◆ **MATERIAL PROPORCIONADO**:
***

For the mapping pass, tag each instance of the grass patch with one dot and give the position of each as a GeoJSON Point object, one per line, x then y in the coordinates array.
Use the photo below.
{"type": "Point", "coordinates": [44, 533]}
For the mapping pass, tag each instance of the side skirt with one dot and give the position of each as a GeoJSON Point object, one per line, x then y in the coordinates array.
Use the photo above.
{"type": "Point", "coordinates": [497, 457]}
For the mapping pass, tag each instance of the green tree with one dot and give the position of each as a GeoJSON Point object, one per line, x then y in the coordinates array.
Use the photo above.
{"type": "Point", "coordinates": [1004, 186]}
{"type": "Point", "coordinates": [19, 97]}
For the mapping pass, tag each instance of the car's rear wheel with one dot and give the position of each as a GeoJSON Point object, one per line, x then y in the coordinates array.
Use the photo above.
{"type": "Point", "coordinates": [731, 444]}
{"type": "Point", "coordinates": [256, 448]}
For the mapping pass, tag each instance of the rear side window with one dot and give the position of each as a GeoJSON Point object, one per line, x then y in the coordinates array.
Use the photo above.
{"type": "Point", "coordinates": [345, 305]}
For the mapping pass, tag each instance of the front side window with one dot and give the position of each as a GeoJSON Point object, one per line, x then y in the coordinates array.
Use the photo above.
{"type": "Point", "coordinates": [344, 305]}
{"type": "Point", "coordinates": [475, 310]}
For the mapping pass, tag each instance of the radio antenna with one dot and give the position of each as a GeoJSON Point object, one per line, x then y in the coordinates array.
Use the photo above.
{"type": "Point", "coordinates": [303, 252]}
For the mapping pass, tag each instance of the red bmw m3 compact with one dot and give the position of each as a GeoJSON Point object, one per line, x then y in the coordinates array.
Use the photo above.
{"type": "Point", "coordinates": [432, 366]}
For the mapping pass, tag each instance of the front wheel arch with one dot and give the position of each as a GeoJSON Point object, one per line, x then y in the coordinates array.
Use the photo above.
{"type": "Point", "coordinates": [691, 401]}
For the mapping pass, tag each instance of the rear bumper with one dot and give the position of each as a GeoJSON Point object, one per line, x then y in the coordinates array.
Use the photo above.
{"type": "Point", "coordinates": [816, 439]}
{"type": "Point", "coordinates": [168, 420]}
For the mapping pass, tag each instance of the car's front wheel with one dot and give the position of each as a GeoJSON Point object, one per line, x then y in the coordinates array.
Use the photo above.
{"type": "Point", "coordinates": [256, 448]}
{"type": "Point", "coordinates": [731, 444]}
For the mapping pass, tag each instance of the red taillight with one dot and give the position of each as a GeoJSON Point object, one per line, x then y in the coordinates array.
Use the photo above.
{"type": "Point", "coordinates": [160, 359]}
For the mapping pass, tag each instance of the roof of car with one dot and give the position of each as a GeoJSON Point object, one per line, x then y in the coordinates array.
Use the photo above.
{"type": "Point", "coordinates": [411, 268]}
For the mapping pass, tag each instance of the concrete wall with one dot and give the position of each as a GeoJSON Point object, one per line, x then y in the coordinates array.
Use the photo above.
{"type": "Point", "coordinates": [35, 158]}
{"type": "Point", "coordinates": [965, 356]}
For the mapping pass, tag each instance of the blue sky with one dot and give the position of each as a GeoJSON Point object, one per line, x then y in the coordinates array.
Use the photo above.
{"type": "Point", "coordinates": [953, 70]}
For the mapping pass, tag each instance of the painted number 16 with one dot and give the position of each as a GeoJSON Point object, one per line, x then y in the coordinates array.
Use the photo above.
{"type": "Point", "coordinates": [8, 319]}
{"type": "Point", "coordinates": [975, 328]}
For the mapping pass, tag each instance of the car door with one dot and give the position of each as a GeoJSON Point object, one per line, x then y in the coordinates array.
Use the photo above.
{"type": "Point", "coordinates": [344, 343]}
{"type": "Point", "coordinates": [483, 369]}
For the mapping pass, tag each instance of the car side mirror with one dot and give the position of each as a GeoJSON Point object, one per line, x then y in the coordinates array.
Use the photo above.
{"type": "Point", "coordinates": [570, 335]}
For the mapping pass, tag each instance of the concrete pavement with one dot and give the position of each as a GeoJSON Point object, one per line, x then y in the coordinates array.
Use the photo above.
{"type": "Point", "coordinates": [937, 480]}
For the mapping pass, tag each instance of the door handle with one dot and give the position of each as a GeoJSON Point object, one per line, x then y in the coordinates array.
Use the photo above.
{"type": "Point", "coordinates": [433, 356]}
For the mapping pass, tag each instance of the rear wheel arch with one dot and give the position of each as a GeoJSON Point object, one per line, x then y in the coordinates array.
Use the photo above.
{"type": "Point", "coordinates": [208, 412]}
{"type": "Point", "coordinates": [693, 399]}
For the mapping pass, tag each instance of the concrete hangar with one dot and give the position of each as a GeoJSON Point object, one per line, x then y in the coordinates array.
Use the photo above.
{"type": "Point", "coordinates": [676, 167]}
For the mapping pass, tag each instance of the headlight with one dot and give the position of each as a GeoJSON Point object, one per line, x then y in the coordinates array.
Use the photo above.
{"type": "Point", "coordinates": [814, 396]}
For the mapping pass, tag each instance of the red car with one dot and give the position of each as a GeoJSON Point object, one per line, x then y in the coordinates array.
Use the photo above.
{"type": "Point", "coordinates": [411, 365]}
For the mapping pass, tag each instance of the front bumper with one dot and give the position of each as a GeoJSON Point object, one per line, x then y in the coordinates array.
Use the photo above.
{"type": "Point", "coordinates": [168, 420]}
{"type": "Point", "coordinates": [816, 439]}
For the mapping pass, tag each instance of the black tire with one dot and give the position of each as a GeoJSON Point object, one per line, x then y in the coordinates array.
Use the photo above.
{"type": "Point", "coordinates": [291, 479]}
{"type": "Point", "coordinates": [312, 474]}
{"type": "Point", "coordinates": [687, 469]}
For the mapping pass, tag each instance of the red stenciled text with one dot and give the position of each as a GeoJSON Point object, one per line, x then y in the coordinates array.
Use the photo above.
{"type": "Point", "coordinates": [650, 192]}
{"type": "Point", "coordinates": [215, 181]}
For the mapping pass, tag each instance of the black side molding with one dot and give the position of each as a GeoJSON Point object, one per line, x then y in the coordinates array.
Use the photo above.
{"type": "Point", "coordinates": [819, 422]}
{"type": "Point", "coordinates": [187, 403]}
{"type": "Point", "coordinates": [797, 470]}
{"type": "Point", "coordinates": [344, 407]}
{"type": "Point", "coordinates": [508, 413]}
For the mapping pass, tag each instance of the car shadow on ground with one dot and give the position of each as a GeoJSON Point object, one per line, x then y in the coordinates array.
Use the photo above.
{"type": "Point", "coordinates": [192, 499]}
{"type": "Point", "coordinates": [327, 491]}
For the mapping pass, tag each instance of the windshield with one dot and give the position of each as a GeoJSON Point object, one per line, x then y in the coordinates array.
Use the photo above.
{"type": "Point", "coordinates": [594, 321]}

***

◆ **OBJETIVO PLANTEADO**: Copia otra vez las líneas del listado, incluidos los enunciados, comenzando por la línea que contiene "For the mapping pass, tag each instance of the windshield" y siguiendo hasta el final del listado. Multiplica por 0,8 solo las coordenadas de las respuestas y redondéalas a enteros, con las mitades hacia arriba.

◆ **RESPUESTA**:
For the mapping pass, tag each instance of the windshield with one dot and give the position of each as a GeoJSON Point object, one per line, x then y in the coordinates array.
Use the photo above.
{"type": "Point", "coordinates": [475, 257]}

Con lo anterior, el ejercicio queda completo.